> [Task item]:
Reproduce from the records below, with no pictures, exactly the lines between the one containing "Return a point for each instance of the grey" and the one containing "Query: jacket zipper", inclusive.

(Source data)
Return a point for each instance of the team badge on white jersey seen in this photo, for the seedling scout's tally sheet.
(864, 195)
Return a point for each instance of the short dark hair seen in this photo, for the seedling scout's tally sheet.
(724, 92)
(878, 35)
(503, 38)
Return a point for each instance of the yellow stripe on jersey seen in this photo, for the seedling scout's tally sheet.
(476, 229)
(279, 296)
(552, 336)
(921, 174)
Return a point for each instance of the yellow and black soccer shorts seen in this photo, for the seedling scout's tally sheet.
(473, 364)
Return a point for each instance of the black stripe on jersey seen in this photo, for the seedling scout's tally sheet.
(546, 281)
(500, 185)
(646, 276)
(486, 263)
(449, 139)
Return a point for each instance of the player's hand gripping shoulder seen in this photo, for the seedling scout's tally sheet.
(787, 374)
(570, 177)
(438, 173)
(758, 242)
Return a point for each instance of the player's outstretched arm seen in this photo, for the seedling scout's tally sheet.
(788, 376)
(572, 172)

--

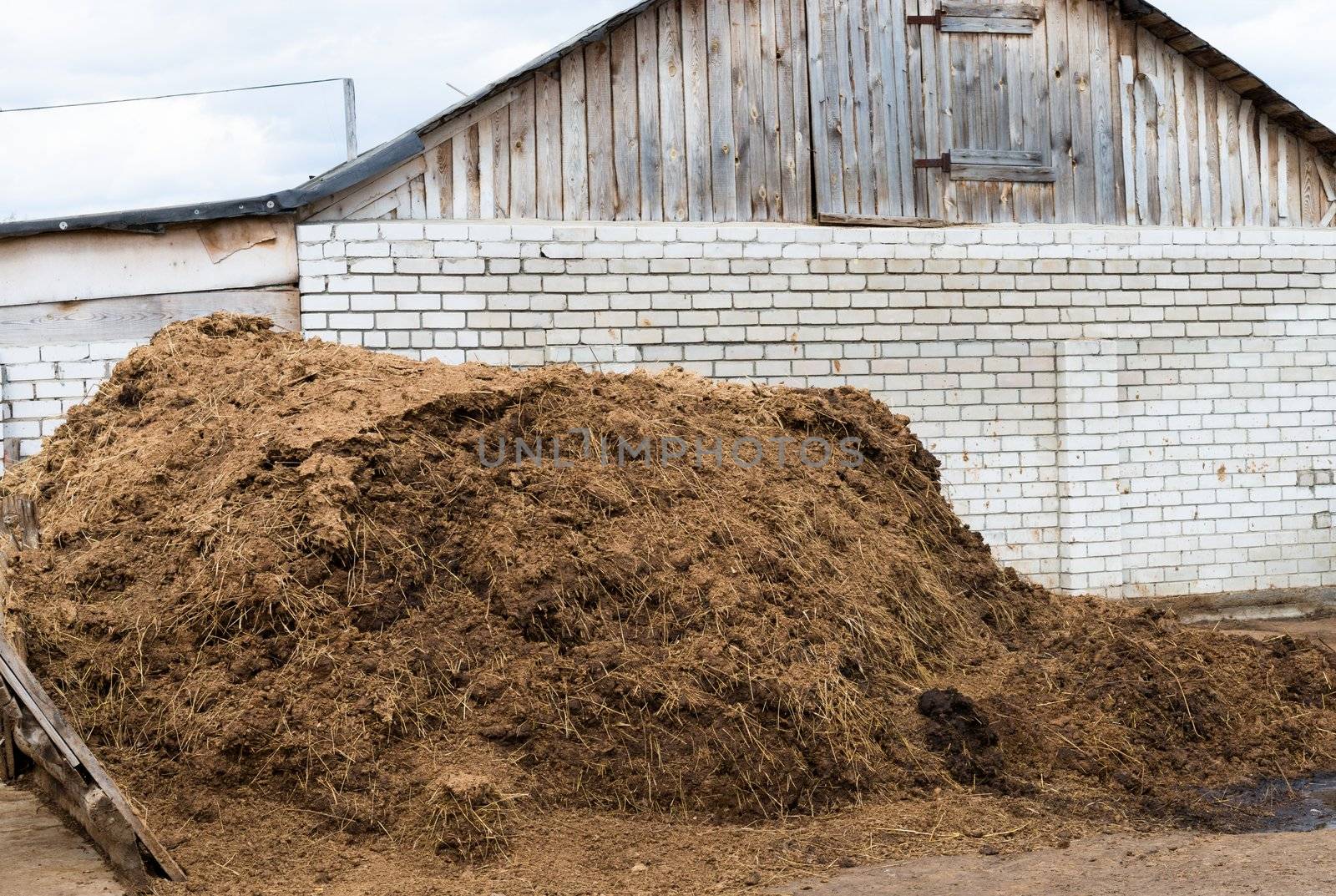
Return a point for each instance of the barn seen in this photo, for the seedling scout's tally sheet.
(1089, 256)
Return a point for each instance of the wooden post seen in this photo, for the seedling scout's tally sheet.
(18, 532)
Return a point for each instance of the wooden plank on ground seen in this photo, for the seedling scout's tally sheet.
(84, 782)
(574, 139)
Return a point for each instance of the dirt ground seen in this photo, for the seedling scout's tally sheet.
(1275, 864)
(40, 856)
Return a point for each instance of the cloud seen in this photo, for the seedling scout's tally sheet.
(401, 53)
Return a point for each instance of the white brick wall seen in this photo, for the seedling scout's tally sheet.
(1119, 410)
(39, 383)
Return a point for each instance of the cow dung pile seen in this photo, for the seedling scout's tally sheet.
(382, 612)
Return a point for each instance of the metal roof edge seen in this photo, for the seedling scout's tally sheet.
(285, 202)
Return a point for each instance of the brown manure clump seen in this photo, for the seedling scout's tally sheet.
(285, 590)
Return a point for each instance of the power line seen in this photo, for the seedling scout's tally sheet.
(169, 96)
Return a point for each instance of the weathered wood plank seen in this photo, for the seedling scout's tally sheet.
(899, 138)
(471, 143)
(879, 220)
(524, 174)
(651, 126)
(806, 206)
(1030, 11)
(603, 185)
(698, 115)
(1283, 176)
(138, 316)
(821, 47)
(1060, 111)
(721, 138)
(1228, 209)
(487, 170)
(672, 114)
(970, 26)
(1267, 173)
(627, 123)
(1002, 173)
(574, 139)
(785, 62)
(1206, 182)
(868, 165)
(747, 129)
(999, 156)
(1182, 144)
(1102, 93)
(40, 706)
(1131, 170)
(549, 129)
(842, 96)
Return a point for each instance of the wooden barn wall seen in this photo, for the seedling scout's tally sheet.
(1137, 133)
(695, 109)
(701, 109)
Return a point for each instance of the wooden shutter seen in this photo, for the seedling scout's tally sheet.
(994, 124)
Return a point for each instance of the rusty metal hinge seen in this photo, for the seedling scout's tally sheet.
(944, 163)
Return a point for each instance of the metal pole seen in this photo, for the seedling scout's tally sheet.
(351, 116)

--

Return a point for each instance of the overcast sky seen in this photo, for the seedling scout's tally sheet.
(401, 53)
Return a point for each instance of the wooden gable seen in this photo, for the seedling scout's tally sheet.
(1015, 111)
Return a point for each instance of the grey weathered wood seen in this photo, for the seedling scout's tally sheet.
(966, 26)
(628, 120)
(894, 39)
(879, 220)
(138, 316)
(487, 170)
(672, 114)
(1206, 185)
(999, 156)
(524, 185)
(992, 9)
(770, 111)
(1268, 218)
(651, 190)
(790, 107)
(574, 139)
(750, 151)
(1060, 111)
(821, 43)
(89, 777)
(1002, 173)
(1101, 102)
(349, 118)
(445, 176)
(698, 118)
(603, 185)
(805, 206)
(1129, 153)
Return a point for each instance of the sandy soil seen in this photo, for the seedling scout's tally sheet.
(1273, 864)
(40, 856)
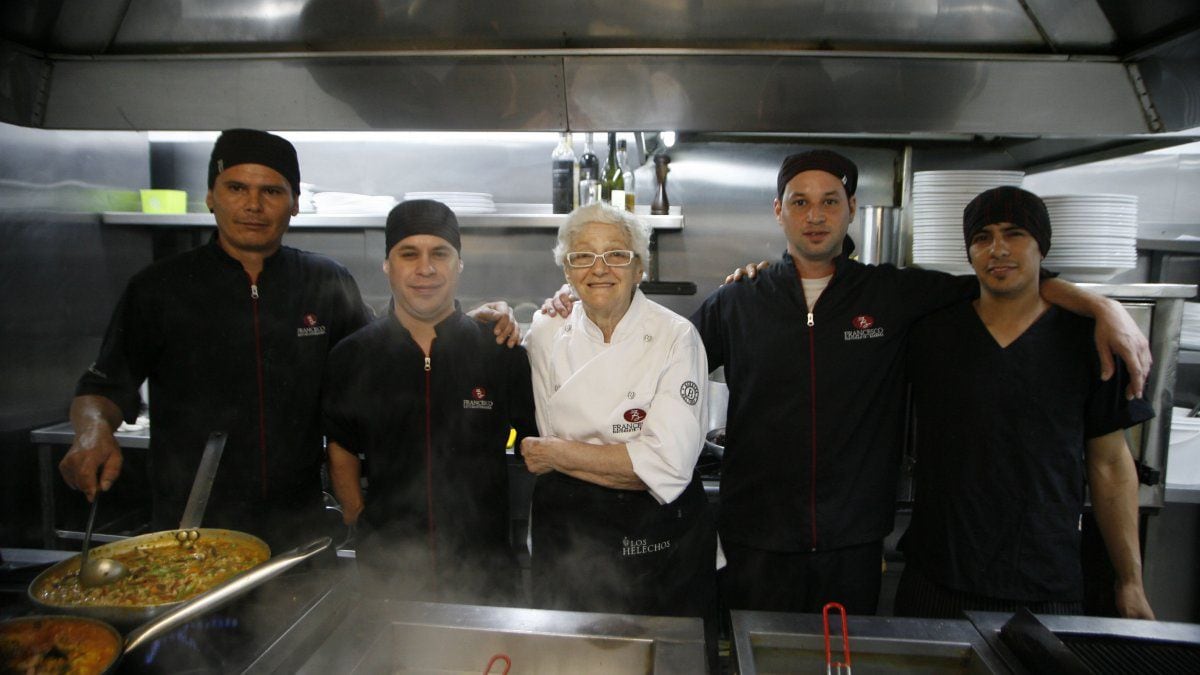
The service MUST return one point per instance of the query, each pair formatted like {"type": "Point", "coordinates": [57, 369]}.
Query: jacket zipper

> [Your response]:
Return a point for each instance of the grey weathered wood seen in this photo, for the seedling scout's tally sheet.
(966, 26)
(628, 120)
(894, 39)
(879, 220)
(138, 316)
(487, 170)
(672, 114)
(1206, 185)
(999, 156)
(524, 185)
(992, 9)
(770, 111)
(1268, 218)
(651, 190)
(790, 107)
(574, 139)
(750, 151)
(1060, 111)
(821, 43)
(89, 777)
(1002, 173)
(1101, 102)
(349, 118)
(445, 176)
(698, 118)
(603, 185)
(805, 206)
(1129, 153)
Return a point for each instance of the sandy soil seen in this photo, for the seedling scout's tally sheet.
(1273, 864)
(40, 856)
The service MUST return one point per instance of the query, each pair formatted like {"type": "Point", "coordinates": [57, 369]}.
Query: jacket zipper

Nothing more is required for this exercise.